> _TASK DIRECTIONS_
Render the lines from the start of the records through the line containing "point(223, 232)" as a numbered list, leaving out any blank lines.

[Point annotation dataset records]
========================================

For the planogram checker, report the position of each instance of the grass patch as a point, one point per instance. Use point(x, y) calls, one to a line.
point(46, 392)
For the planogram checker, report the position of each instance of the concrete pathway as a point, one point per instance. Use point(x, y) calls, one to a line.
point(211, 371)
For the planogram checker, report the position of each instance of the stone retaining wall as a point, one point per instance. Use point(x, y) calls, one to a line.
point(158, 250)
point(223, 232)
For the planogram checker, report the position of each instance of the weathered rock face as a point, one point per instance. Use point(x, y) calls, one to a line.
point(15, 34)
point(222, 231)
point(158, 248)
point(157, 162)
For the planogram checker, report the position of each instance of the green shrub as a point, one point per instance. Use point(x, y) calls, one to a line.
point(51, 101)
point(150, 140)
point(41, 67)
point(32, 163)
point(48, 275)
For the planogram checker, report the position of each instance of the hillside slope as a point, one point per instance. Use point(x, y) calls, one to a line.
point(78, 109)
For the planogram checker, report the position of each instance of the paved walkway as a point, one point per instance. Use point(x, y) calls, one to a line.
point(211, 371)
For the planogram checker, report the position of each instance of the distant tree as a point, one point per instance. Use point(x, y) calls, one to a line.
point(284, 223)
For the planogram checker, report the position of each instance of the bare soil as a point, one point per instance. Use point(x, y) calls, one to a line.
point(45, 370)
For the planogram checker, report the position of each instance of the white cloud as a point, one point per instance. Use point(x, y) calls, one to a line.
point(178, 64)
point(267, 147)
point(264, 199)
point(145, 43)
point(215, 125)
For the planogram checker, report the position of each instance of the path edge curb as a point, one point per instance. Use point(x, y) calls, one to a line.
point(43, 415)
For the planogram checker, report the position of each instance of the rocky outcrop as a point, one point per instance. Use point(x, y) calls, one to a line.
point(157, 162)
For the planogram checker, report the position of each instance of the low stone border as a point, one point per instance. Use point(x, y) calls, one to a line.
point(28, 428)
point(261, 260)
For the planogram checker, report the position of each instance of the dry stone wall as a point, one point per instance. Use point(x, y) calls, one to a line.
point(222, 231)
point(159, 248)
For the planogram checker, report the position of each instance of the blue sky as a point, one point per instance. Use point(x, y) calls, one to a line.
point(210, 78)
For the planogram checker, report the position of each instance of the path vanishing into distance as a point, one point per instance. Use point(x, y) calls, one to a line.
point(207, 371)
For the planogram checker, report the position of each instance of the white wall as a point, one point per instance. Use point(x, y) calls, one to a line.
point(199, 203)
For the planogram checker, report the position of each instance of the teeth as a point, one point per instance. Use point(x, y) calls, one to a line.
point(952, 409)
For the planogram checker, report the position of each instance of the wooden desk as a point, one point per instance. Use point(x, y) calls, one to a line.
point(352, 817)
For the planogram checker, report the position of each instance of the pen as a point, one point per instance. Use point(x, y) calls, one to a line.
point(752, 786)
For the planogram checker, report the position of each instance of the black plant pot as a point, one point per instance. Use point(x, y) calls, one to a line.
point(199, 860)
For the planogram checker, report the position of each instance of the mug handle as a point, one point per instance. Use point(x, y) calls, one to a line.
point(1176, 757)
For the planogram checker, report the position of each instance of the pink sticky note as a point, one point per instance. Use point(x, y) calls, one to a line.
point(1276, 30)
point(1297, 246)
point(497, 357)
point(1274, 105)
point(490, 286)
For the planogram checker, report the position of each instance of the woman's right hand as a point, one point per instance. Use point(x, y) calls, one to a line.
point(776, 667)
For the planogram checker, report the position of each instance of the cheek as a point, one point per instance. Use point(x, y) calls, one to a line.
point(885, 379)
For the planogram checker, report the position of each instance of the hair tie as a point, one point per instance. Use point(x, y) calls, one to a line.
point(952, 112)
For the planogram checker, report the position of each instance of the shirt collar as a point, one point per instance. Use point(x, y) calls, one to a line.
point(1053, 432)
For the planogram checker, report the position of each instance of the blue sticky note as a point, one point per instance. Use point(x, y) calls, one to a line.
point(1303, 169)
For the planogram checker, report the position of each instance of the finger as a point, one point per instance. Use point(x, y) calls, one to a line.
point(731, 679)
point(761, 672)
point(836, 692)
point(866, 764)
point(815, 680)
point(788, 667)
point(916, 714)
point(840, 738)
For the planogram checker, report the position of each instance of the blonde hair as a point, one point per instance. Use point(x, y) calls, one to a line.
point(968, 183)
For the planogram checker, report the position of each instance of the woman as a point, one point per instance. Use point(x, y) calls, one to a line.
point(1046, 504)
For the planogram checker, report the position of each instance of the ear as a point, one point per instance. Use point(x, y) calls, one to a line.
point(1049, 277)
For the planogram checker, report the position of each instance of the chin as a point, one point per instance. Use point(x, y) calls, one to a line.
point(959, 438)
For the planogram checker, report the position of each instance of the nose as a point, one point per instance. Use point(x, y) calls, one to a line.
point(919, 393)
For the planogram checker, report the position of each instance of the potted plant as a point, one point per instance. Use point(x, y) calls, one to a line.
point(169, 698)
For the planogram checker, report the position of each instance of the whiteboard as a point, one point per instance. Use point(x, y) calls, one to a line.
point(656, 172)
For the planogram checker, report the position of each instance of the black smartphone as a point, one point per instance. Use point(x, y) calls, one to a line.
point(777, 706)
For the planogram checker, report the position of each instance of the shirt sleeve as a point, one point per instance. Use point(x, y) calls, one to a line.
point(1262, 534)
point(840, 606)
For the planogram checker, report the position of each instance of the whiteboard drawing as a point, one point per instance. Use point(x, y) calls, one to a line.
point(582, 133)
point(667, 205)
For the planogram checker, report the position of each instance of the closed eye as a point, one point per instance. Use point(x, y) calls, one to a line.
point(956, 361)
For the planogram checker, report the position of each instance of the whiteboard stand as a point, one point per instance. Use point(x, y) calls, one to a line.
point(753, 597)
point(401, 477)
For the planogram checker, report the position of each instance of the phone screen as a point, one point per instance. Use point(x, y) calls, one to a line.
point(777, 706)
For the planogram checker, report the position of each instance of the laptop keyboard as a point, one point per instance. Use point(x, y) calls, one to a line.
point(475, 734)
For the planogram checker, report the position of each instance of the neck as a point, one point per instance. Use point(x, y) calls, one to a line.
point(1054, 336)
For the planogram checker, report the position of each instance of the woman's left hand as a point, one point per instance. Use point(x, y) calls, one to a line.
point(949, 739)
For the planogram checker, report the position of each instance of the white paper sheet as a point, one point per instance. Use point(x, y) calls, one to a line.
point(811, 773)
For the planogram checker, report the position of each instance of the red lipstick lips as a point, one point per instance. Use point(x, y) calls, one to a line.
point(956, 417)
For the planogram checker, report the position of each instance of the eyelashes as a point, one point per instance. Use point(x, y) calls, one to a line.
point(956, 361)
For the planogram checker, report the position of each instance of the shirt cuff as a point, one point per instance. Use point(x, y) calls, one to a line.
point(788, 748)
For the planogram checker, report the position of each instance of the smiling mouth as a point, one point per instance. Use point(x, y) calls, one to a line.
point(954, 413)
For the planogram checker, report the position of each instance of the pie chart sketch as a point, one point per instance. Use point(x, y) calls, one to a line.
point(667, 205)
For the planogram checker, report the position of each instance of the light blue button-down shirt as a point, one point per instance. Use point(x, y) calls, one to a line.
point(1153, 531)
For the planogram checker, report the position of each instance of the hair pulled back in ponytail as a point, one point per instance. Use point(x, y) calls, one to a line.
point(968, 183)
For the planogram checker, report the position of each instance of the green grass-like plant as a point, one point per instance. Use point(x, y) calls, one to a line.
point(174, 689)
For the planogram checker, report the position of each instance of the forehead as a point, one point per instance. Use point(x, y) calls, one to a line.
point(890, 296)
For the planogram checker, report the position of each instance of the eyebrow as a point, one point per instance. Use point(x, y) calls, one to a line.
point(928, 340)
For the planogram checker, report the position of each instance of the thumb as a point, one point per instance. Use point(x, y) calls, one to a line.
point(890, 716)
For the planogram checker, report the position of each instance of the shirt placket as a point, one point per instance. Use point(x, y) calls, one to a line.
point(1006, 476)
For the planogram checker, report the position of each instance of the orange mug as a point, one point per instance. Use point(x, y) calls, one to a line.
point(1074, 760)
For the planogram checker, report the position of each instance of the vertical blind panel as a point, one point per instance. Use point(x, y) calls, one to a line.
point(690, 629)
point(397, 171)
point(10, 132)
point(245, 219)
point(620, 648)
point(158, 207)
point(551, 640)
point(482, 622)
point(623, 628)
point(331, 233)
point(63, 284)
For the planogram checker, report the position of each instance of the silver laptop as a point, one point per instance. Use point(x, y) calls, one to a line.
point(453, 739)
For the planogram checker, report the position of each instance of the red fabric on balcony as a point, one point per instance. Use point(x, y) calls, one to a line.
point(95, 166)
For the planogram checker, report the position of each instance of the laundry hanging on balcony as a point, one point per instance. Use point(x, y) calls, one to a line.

========================================

> _RESULT OF THIS EXERCISE_
1. For the planogram checker, report the position of each instance of the grass patch as a point, one point per instance. Use point(x, y) calls, one to a line.
2. point(46, 392)
3. For the planogram checker, report the position of each instance of the concrete pathway as a point, one point per instance. Use point(x, y) calls, one to a line.
4. point(211, 371)
5. For the planogram checker, report the position of each instance of the stone retaining wall as a point, one point per instance. Use point(x, y) calls, one to a line.
6. point(158, 250)
7. point(223, 232)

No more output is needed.